## İncelenecek metin
______

Patronsuz Medya

İpim, kuşağım, şatom…

Necdet Şen - 6 Ağustos 2002  


Tüh! Yazıklar olsun şu kara kafalı barbar halkıma, benim gibi iso standartlarında bir sanat erbabını şatolarda yaşatamadı.

Hani ya da benim limuzinim? Malikânem, uşaklarım, şarap mahzenim, araba koleksiyonum, cariyelerim nerede?

Bordasında ismim yazan vapurlarım hani? Yaşadığım sokakların, aylaklık ettiğim parkların münasip noktalarına dikilmiş kuş kakalı büstlerim niye yok?

Hani ya da benim elli gram pastırmam? Hani ya da benim arım balım peteğim? Hani ya da, haniya da, krallara lâyık ziyafet sofralarım?

Neden hiç bir devlet başkanı ya da kartel patronu beni süper lüks yatında ağırlamıyor?

Neden hiç bir mühim adam gece yarısı evimden telefonla arayıp da "yaş mısın kuru mu" diye sormuyor?

______

Saklanan veriler
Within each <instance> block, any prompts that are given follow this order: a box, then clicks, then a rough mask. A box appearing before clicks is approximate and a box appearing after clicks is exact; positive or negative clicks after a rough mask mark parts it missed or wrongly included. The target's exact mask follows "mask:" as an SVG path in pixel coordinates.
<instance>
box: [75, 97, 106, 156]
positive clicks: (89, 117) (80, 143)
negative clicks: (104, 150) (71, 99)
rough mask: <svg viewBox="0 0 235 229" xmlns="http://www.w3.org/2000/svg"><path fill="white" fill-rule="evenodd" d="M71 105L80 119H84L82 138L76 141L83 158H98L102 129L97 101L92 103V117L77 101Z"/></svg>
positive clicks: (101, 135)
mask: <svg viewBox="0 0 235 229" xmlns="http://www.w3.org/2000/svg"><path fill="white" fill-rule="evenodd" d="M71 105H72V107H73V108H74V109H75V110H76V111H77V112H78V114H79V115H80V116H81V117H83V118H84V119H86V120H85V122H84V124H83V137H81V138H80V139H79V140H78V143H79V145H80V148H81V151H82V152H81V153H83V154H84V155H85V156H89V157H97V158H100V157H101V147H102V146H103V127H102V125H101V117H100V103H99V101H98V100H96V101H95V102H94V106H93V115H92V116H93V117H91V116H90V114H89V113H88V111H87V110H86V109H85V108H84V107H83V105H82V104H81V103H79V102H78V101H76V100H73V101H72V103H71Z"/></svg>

______

## Görev tanımı
Yukarıdaki metinden "Hani ya da benim limuzinim?" ile "lüks yatında ağırlamıyor?" arasındaki kısmı, bu iki ifade de dahil olmak üzere kopyalayın.

## Tamamlanan görev
Hani ya da benim limuzinim? Malikânem, uşaklarım, şarap mahzenim, araba koleksiyonum, cariyelerim nerede?

Bordasında ismim yazan vapurlarım hani? Yaşadığım sokakların, aylaklık ettiğim parkların münasip noktalarına dikilmiş kuş kakalı büstlerim niye yok?

Hani ya da benim elli gram pastırmam? Hani ya da benim arım balım peteğim? Hani ya da, haniya da, krallara lâyık ziyafet sofralarım?

Neden hiç bir devlet başkanı ya da kartel patronu beni süper lüks yatında ağırlamıyor?